* **EXERCISE**: Reproduce all of the data below word for word, keeping every line intact.

* **SUPPLIED RECORDS**:
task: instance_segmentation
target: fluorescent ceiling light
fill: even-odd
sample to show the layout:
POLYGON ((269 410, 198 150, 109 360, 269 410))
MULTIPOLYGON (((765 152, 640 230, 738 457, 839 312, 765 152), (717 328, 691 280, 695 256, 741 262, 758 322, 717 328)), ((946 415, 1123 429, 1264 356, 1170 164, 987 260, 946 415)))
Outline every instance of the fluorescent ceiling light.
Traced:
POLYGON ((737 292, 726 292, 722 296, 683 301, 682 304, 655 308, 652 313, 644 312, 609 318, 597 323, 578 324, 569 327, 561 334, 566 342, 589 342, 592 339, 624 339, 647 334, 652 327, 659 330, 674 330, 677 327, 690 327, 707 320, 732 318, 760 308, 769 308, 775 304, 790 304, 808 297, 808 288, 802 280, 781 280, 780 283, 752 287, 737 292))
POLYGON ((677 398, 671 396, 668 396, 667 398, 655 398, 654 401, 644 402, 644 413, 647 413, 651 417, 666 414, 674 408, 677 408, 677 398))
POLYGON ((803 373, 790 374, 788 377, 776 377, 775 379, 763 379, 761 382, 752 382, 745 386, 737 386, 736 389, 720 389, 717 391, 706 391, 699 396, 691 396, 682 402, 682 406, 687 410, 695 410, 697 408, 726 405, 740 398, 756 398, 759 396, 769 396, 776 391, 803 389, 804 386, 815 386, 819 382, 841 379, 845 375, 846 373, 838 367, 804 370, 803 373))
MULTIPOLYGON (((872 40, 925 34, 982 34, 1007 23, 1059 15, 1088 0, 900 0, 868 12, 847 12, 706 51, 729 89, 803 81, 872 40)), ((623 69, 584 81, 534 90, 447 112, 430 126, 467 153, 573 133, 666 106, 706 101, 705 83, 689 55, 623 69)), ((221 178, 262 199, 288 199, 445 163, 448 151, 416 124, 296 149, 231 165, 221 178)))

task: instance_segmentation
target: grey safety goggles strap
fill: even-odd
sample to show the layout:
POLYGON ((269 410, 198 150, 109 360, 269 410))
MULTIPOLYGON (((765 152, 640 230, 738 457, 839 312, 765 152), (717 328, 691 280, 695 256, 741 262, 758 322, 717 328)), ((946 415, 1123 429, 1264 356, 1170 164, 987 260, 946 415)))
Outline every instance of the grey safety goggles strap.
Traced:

* **OUTPUT**:
task: instance_segmentation
target: fluorescent ceiling light
fill: even-odd
sample to show the layout:
POLYGON ((269 410, 198 150, 109 360, 269 410))
MULTIPOLYGON (((765 152, 640 230, 738 457, 839 312, 765 152), (717 328, 691 280, 695 256, 741 262, 758 322, 717 328)), ((946 415, 1123 429, 1264 356, 1170 164, 987 260, 946 415)))
Outline every instance of the fluorescent ceiling light.
Traced:
POLYGON ((737 292, 726 292, 722 296, 683 301, 682 304, 655 308, 652 313, 644 312, 609 318, 597 323, 578 324, 569 327, 561 334, 566 342, 589 342, 592 339, 624 339, 647 334, 652 327, 659 330, 674 330, 677 327, 690 327, 707 320, 732 318, 760 308, 769 308, 775 304, 790 304, 808 297, 808 288, 802 280, 781 280, 780 283, 752 287, 737 292))
POLYGON ((677 398, 671 396, 668 396, 667 398, 655 398, 654 401, 644 402, 644 413, 647 413, 651 417, 666 414, 674 408, 677 408, 677 398))
POLYGON ((803 373, 790 374, 788 377, 776 377, 775 379, 763 379, 761 382, 752 382, 745 386, 737 386, 736 389, 720 389, 717 391, 706 391, 699 396, 691 396, 682 402, 682 406, 687 410, 695 410, 697 408, 726 405, 740 398, 756 398, 759 396, 769 396, 776 391, 803 389, 804 386, 815 386, 819 382, 841 379, 845 375, 846 373, 838 367, 804 370, 803 373))
MULTIPOLYGON (((872 40, 925 34, 982 34, 1007 23, 1059 15, 1088 0, 900 0, 868 12, 847 12, 706 51, 729 89, 803 81, 872 40)), ((623 69, 584 81, 534 90, 447 112, 430 126, 467 153, 573 133, 666 106, 706 101, 705 83, 689 55, 623 69)), ((221 178, 262 199, 288 199, 445 163, 448 151, 416 124, 296 149, 231 165, 221 178)))

task: instance_segmentation
target: grey safety goggles strap
fill: even-odd
sample to show the layout:
POLYGON ((269 410, 198 150, 109 360, 269 410))
MULTIPOLYGON (((765 152, 640 230, 738 457, 839 312, 765 152), (717 328, 691 280, 695 256, 741 262, 758 322, 717 328)), ((946 415, 1123 429, 1264 356, 1170 164, 987 260, 946 415)))
Outline every instance of the grey safety goggles strap.
Traced:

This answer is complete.